Extract every line of the records below that contains the string "cathedral". Uppercase and lowercase count as different letters.

===== Data for processing

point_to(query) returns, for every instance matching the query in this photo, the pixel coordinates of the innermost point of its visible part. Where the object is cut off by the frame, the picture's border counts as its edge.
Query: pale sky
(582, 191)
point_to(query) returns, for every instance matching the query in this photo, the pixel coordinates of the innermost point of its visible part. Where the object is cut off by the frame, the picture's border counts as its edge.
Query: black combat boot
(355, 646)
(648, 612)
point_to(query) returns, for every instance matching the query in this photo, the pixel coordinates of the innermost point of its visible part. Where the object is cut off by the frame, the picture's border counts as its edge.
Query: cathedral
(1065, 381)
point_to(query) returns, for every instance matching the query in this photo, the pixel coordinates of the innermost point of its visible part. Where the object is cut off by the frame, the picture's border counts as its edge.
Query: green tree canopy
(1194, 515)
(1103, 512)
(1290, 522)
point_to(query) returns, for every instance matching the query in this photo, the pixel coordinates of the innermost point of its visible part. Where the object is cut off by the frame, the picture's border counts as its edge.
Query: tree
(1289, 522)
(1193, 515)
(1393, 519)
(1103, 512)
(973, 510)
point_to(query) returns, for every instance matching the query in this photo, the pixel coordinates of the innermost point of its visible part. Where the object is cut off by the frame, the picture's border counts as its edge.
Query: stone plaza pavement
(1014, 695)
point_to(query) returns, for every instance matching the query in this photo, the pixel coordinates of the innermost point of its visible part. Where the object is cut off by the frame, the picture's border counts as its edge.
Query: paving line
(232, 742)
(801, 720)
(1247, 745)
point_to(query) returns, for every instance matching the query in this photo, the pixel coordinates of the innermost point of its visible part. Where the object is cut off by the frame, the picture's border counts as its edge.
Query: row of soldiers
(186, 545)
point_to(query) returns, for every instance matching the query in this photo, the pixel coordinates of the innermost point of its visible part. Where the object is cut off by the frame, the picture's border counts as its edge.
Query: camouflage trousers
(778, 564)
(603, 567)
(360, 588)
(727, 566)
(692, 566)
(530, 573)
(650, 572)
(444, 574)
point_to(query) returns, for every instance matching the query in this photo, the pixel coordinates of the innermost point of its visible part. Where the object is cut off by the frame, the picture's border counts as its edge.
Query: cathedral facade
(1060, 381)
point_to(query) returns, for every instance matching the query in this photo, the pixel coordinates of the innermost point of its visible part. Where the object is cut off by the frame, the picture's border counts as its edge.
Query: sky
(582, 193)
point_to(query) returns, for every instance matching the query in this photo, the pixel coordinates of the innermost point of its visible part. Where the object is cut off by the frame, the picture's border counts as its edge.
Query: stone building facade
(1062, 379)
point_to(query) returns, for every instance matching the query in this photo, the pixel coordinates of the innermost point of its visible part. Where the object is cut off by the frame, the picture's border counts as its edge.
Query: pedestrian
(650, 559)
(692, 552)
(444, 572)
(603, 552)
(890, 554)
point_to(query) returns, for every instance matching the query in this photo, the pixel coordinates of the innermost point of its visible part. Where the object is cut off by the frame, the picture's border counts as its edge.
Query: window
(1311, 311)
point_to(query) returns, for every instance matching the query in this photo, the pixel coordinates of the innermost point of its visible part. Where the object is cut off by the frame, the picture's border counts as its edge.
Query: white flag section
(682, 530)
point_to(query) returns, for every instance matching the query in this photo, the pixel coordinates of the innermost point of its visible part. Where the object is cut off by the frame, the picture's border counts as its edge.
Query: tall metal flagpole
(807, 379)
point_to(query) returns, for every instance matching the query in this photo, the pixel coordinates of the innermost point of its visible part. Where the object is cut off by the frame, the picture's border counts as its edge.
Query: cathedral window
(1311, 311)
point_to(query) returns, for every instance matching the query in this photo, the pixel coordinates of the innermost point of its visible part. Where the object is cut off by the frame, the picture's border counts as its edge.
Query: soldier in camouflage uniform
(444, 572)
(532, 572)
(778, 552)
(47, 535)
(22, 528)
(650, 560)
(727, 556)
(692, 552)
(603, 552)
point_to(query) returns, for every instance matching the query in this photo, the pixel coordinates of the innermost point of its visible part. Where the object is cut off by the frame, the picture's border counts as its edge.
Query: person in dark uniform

==========

Output for this task:
Query: cathedral
Query: cathedral facade
Query: cathedral window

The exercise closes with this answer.